→ **THE REQUEST**:
Count the lines in the entries below that contain the string "soldier". Reply with that number only.

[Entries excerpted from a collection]
start

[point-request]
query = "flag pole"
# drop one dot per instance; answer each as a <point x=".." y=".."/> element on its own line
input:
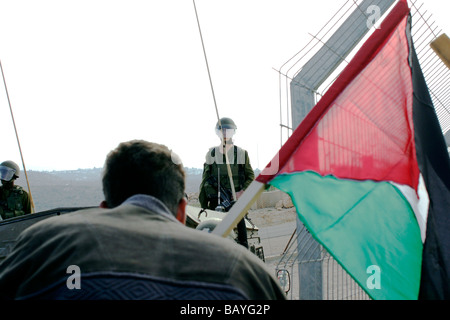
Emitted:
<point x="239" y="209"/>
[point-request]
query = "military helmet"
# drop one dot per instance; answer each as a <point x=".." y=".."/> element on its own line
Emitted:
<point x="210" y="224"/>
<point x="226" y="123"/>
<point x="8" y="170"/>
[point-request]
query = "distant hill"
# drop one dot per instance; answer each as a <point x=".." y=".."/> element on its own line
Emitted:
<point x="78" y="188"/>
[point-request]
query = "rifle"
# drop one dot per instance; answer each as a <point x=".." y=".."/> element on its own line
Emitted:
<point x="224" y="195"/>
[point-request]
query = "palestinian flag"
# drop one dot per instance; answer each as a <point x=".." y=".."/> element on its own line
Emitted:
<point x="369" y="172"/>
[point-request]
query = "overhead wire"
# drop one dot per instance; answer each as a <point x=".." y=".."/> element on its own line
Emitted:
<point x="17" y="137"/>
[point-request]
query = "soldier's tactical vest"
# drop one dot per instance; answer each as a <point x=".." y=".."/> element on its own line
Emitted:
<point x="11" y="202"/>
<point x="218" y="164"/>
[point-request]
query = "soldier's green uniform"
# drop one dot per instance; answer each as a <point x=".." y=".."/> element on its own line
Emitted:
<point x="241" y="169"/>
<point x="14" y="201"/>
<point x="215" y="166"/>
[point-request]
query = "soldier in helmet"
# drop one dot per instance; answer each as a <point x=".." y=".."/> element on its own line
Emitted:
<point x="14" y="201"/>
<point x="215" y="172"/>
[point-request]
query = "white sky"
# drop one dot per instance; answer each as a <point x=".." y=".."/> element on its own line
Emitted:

end
start

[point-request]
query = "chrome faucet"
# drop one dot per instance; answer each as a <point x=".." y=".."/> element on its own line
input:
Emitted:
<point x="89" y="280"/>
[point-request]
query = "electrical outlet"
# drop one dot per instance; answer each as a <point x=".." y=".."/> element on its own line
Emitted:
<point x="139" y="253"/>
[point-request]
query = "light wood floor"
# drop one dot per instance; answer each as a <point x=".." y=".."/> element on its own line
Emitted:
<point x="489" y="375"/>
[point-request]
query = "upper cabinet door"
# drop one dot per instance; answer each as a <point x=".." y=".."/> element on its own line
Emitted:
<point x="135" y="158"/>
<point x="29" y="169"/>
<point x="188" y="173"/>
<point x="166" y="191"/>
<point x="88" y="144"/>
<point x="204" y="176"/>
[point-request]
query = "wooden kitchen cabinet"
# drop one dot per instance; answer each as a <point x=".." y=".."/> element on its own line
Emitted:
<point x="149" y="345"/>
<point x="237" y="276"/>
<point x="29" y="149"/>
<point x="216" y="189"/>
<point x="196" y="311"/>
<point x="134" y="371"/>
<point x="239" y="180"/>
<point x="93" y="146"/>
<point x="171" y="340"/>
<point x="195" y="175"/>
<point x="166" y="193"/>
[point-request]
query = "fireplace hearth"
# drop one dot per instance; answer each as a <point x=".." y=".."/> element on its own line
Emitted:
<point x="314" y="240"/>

end

→ **OUTPUT BELOW**:
3